*CONSIGNE:*
Rédigez la suite de l'extrait sur le témoignage de voyage des deux amis, à partir de sa dernière phrase.

*EXTRAIT:*
++++++++++++++++++++

Initialement compacté dans un carnet de voyage perdu par la suite, ce témoignage, traversé par des rythmes contraires, s’autorise l’universalité. Déployé à la hâte, avant que la mémoire ne le lézarde, il parvient toutefois à transmettre un éloge de la lenteur. Rédigé a posteriori, en périodes confinées, il écarte les bras, embrasse le récit d’autres voyages et leur offre une portée philosophique. Sans le vouloir, les deux amis ont fait maturer leurs souvenirs : la mémoire se présente alors dans toute sa merveilleuse sélectivité. Infusée, elle libère une narration alternée, rehaussée d’éclats précis (le récit est rectifié par le comparse), de métatextualité (une histoire mérite d’être racontée) et de performativité (« Ce toast est à notre dernier hôte, mais également à tous ceux que notre sagacité maladroite nous aura permis de rencontrer »). Plus encore, la concomitance de deux rythmes se lit dans leurs déplacements, lents, et leur reconnaissance, rapide, par les autochtones qui les attendent avec des provisions.

++++++++++++++++++++

*DONNÉES FOURNIES:*
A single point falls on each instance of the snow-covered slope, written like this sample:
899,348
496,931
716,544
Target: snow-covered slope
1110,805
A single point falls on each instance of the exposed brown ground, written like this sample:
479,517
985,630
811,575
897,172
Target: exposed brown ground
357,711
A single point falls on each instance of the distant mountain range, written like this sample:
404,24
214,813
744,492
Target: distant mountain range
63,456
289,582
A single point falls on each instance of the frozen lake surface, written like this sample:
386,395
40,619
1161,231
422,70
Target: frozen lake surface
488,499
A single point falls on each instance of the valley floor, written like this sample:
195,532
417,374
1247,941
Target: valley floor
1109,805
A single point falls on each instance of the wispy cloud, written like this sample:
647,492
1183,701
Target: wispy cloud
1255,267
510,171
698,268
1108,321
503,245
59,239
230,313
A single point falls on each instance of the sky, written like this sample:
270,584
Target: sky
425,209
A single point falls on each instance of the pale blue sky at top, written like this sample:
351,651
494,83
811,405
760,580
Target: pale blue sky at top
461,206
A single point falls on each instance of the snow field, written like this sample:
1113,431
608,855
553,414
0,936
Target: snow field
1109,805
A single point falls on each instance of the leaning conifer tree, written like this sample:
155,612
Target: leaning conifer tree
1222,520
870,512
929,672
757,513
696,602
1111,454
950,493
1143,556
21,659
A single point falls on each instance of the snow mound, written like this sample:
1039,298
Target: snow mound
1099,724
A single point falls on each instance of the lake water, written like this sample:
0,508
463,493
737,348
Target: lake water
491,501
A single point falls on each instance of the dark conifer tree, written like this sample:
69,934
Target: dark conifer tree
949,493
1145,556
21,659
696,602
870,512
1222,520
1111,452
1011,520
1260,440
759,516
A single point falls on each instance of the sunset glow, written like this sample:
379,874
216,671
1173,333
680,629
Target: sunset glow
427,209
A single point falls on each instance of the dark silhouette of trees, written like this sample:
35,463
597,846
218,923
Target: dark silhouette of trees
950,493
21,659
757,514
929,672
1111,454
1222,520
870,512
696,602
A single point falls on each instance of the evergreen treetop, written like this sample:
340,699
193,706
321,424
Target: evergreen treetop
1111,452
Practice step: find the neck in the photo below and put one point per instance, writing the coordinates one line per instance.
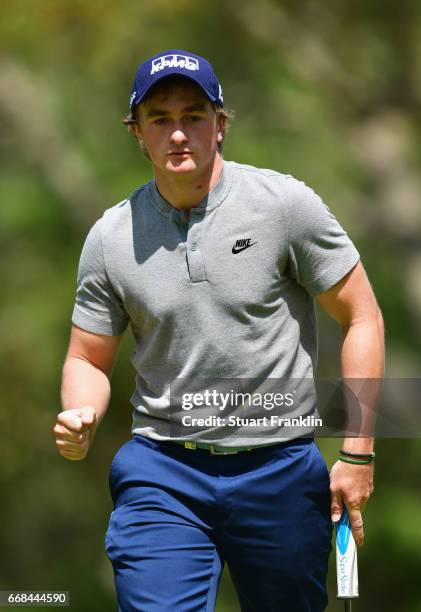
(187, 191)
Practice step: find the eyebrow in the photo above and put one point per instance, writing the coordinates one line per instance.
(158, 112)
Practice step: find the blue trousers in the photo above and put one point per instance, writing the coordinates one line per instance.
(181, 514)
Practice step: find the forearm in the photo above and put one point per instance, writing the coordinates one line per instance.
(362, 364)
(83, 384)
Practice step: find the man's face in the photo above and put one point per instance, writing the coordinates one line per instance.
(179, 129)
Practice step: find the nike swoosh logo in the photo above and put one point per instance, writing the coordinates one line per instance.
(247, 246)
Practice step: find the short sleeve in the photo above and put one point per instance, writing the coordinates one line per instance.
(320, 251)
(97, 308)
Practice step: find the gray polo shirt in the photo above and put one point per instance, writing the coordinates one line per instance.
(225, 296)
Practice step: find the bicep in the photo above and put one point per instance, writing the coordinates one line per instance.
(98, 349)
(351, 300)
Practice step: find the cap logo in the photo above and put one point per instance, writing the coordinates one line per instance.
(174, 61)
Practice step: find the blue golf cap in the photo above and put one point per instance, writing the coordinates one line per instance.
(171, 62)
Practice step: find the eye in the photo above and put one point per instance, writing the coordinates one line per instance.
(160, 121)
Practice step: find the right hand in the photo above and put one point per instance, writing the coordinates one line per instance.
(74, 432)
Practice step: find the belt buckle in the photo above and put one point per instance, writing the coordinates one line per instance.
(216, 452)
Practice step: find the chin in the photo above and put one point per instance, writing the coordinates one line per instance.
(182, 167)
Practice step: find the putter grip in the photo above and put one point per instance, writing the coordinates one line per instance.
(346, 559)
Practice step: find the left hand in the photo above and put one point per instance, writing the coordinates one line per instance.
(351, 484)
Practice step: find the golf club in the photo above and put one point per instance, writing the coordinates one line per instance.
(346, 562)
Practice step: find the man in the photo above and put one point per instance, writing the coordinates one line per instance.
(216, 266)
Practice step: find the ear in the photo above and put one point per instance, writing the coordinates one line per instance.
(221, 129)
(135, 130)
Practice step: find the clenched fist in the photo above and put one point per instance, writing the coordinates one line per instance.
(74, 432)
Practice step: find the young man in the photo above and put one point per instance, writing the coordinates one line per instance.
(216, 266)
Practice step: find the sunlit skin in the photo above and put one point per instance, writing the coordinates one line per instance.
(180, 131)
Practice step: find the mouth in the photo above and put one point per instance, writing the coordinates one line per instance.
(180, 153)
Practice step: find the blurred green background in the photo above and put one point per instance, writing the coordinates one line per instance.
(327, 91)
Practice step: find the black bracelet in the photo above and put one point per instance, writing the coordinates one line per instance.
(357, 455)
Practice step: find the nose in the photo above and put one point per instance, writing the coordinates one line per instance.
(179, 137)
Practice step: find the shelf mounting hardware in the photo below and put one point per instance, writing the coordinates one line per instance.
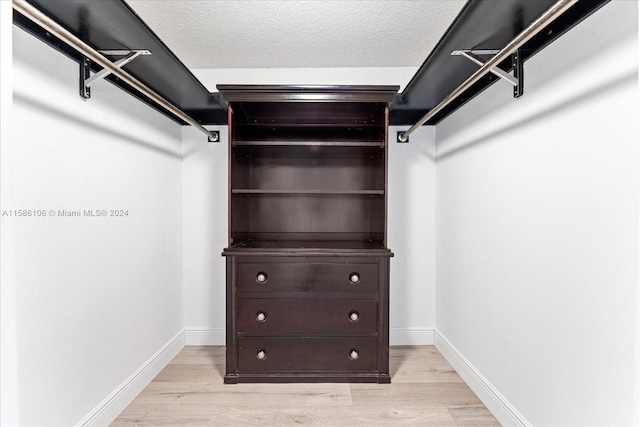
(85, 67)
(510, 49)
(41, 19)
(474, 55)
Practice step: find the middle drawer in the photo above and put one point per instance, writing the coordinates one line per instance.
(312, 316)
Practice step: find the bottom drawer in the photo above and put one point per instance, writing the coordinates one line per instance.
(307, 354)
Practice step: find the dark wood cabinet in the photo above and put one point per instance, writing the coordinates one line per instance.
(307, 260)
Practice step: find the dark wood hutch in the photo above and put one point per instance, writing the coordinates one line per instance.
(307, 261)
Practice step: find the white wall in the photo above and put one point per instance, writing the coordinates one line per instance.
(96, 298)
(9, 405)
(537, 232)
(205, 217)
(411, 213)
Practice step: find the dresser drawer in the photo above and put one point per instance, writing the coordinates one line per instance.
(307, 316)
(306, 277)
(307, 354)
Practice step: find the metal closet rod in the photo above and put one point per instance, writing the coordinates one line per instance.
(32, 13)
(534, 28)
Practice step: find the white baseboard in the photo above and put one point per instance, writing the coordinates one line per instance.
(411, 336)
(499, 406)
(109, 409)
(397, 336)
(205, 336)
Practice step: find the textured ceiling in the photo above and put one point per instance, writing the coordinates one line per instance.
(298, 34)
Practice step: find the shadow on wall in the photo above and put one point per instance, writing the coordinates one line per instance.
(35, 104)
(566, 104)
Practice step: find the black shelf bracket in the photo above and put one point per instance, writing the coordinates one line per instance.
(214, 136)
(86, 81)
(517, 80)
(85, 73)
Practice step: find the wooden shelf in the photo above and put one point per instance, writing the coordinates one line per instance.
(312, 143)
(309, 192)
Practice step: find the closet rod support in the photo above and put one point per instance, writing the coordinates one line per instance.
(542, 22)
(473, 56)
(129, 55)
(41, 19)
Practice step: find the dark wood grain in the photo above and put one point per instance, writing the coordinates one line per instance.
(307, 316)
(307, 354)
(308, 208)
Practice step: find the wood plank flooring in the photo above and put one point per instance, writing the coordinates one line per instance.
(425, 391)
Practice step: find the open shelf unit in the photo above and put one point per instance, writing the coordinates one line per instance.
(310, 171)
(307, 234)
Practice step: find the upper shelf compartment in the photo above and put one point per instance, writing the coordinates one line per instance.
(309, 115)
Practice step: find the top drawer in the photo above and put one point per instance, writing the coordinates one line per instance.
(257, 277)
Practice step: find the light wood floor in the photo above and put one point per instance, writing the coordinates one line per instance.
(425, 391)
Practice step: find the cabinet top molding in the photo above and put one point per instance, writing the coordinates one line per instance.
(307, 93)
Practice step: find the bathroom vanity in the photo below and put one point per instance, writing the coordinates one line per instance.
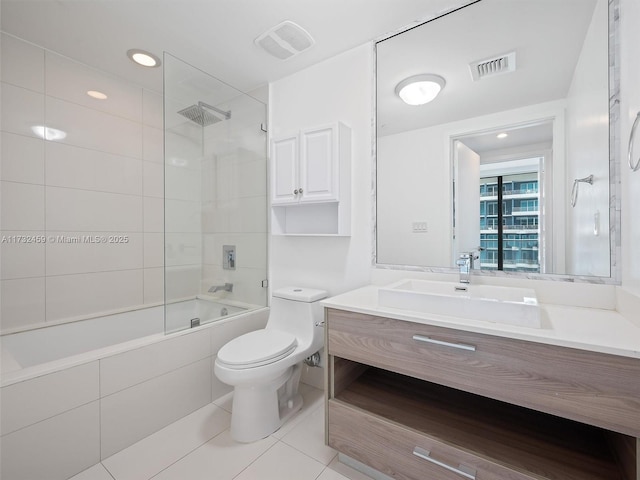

++++++++++++++++++++

*RÉPONSE:*
Pérégriner à faible allure, c’est ouvrir une large brèche de réflexion sur le langage et redéfinir les paysages par ce prisme, « le pays des noms sans voyelles » désignant la Croatie. C’est aussi formaliser des espaces en des carrés sémantiques : la Hongrie se parcourt grâce à un pentagone langagier (bonjour, lieu, nuit, chevaux, eau) tandis que la Croatie se résume en quatre coins (foin, avoine, alcool et lard). Par ailleurs, l’apprentissage d’une langue laisse augurer le balayement de la certitude d’être compris et l’accès à une performativité fascinante : retenir l’expression Bok susjed (« Salut voisin ») dessine un rapport à l’autre, revient à considérer chaque être vivant croisé comme un voisin. Progresser dans une langue étend les possibles et le recours au « langage universel du cheval » assure de sauter les obstacles. Cette curiosité langagière louable se marque dans l’adaptation de l’orthographe du nom du chiot adopté au fil des idiomes côtoyés.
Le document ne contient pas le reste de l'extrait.